*** EXTRACTED TEXT ***

In the event that the Divestiture Trustee determines that he or she is unable to Divest the Assets to be Divested in a manner that preserves their marketability, viability and competitiveness and ensures their continued use in the research, Development, manufacture, use, import, distribution, marketing, sale or after-sales support of the relevant Product, the Divestiture Trustee may Divest such additional assets of Respondents and effect such arrangements as are necessary to satisfy the purposes and requirements of this Order.

8.     
The Divestiture Trustee shall have no obligation or authority to operate or maintain the Assets to be Divested.

9.     
The Divestiture Trustee shall report in writing to Respondents and to the Commission every sixty (60) Days concerning the Divestiture Trustee’s efforts to accomplish the Divestiture.

10.   
Respondents or Abbott, as the case may be, may require the Divestiture Trustee and each of the Divestiture Trustee’s consultants, accountants, attorneys and other representatives and assistants to sign a customary confidentiality agreement; provided, however, such agreement shall not restrict the Divestiture Trustee from providing any information to the Commission.

20

E.            
If the Commission determines that a Divestiture Trustee has ceased to act or failed to act diligently, the Commission may a appoint a substitute Divestiture Trustee in the same manner as provided in this Paragraph.

F.            
The Commission or, in the case of a court_appointed Divestiture Trustee, the court, may on its own initiative or at the request of the Divestiture Trustee issue such additional orders or directions as may be necessary or appropriate to accomplish the Divestiture required by this Order.

G.            
The Divestiture Trustee appointed pursuant to this Paragraph may be the same person appointed as Interim Monitor pursuant to the relevant provisions of this Order.


V.

IT IS FURTHER ORDERED that:

A.

*** End of EXTRACTED TEXT ***
*** DATA FOR REVIEW ***

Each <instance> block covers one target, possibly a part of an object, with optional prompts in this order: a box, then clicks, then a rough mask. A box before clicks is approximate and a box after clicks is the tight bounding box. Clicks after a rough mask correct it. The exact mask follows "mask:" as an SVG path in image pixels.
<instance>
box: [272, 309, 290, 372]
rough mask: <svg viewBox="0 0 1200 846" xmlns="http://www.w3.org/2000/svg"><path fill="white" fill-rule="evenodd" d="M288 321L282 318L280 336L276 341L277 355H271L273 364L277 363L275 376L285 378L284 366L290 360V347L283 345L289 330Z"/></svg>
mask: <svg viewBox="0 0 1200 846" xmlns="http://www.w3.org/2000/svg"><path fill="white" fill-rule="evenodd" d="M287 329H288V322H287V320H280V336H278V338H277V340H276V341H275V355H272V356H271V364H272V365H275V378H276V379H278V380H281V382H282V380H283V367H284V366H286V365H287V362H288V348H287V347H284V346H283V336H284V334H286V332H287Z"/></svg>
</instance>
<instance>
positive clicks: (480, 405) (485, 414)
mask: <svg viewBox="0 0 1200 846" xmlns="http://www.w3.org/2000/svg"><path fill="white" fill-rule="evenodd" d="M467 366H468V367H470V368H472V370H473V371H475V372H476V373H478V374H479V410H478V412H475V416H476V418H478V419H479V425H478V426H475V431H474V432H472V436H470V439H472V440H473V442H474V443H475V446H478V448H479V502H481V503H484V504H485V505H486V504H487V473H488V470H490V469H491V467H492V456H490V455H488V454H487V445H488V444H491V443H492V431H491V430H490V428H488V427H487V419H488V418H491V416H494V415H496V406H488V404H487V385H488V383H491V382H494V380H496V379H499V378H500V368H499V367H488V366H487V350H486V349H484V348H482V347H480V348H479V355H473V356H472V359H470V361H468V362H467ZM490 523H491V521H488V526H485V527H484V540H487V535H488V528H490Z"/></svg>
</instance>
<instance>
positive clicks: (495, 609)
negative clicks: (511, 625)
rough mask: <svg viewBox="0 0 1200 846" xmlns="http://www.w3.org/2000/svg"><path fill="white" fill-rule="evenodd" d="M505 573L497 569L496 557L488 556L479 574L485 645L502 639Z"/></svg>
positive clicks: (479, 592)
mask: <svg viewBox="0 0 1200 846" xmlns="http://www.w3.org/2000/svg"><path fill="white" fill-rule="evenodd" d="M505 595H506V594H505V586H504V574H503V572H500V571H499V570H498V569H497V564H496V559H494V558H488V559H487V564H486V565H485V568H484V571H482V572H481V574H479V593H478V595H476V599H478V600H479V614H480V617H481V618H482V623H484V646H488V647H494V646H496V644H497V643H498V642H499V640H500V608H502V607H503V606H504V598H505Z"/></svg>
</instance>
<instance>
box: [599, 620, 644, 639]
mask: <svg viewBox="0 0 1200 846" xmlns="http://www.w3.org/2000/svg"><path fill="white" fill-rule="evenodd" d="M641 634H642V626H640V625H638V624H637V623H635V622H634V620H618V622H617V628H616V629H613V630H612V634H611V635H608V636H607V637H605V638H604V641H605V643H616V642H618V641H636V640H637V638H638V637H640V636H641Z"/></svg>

*** End of DATA FOR REVIEW ***

ACTIONS TO TAKE:
1. According to the divestiture order excerpt, how often must the Divestiture Trustee report in writing to Respondents and the Commission?
2. Carry on the divestiture order excerpt from its final line, beginning with the text of item A under Paragraph V.

PER-TASK ANSWERS:
1. Every sixty (60) Days.

2.
No later than thirty (30) months after the Effective Date, Abbott shall divest all BSC Shares.

B.            
Pending divestiture of the BSC Shares, Abbott shall vote the BSC Shares only in proportion to all other shares voted on any matter that comes before a vote of shareholders of BSC, and shall not obtain access to any non-public information related to BSC or otherwise influence the management or operations of BSC by virtue of its stock holdings in BSC.


VI.

IT IS FURTHER ORDERED that:

A.            
For a period commencing on the date this Order becomes final and continuing for ten (10) years, Respondents shall not, without providing advance written notification to the Commission, acquire, directly or indirectly, through subsidiaries or otherwise, any ownership, leasehold, or other interest, in whole or in part, in Cameron; provided, however, that such requirement shall not apply to any interest in Cameron that BSC held as of the Effective Date; provided further, however, that in the event Respondents provide financing to Cameron in return for debt that is convertible to equity, such notification under this provision shall be required only when Respondents propose to convert such debt to equity. Said notification shall be given on the Notification and Report Form set forth in the Appendix to Part 803 of Title 16 of the Code of Federal Regulations as amended (hereinafter referred to as “the Notification”), and shall be prepared and transmitted in accordance with the requirements of that part, except that no filing fee will be required for any such
 
21


        
notification, notification shall be filed with the Secretary of the Commission, notification need not be made to the United States Department of Justice, and notification is required only of Respondents and not of any other party to the transaction. Respondents shall provide two (2) complete copies (with all attachments and exhibits) of the Notification to the Commission at least thirty (30) days prior to consummating any such transaction (hereinafter referred to as the “first waiting period”). If, within the first waiting period, representatives of the Commission make a written request for additional information or documentary material (within the meaning of 16 C.F.R. § 803.20), Respondents shall not consummate the transaction until thirty (30) days after submitting such additional information or documentary material. Early termination of the waiting periods in this Paragraph may be requested and, where appropriate, granted by letter from the Bureau of Competition. Provided, however, that prior notification shall not be required by this Paragraph for a transaction for which notification is required to be made, and has been made, pursuant to Section 7A of the Clayton Act, 15 U.S.C. § 18a.
 
B.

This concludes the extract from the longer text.